TEXT EXCERPT:

========================================================================

Lessons From Cyprus: Could the Government Tax Our Deposits Too?


Though we may be getting desensitized to European bailouts and the prospect of more of them, the recently proposed — and currently rejected — bailout in Cyprus is perhaps more likely to give us pause. The proposed European Union bailout of as much as $13 billion was offered with certain strings attached: namely that Cypriot bank deposits would be hit with a tax of either 6.75% or 9.9% depending on the amount of money in the account. The proposal was not received particularly well by the citizens of Cyprus.

“Politicians and senior bank bosses have covered each other’s backs for years, now it’s ordinary people who are paying the price and are being punished,” Christos Demetriades, 58, told the Associated Press outside a shuttered bank in Nicosia, Cyprus.

========================================================================

STORED ROWS:

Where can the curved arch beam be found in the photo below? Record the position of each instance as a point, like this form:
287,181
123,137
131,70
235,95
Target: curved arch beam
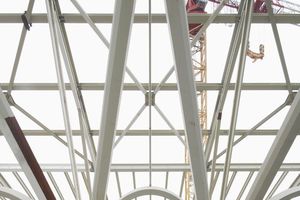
12,194
150,191
288,194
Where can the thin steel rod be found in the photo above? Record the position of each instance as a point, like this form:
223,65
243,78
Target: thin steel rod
163,81
182,184
277,184
129,125
150,91
296,182
70,183
4,181
169,124
135,80
62,92
208,22
254,128
90,22
118,184
20,48
227,74
20,180
245,185
237,95
86,177
56,187
213,184
213,166
134,181
37,122
71,71
167,180
279,46
230,181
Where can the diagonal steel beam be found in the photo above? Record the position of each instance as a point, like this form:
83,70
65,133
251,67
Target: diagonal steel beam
278,151
123,17
62,92
177,20
74,82
22,151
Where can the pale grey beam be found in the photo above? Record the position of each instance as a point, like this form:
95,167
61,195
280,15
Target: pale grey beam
278,151
56,187
162,167
156,18
227,73
254,127
118,184
121,29
245,185
70,183
296,182
77,94
278,44
4,182
178,29
230,182
20,148
47,130
57,51
213,184
20,48
23,185
278,183
164,87
237,94
262,132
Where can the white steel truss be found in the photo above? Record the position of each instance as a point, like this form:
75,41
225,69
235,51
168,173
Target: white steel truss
210,163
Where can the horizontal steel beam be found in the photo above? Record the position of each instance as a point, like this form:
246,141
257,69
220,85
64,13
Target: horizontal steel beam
264,132
246,167
156,18
166,86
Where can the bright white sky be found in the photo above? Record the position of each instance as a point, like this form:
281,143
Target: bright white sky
90,55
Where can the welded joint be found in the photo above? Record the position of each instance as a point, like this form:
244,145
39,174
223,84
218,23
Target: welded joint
290,98
26,20
151,100
10,99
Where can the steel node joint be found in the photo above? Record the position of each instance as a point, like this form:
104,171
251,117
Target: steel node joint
25,19
10,99
150,100
290,98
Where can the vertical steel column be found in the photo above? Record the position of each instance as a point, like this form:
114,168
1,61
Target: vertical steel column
19,50
22,151
278,151
122,21
227,74
237,94
278,44
62,92
178,26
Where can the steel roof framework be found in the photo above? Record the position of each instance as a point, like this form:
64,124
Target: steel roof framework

========================================================================

TASK REQUIREMENTS:
1/ In the text on the Cyprus bailout, what decided whether a bank deposit would be taxed at 6.75% or at 9.9%? Answer in one to three sentences.
2/ Put this sentence from the Cyprus bailout text into Spanish: "The proposal was not received particularly well by the citizens of Cyprus."

RESULTS:
1/ The rate depended on the amount of money in the account. Deposits were to be taxed at either 6.75% or 9.9% according to that amount.

2/ La propuesta no fue recibida particularmente bien por los ciudadanos de Chipre.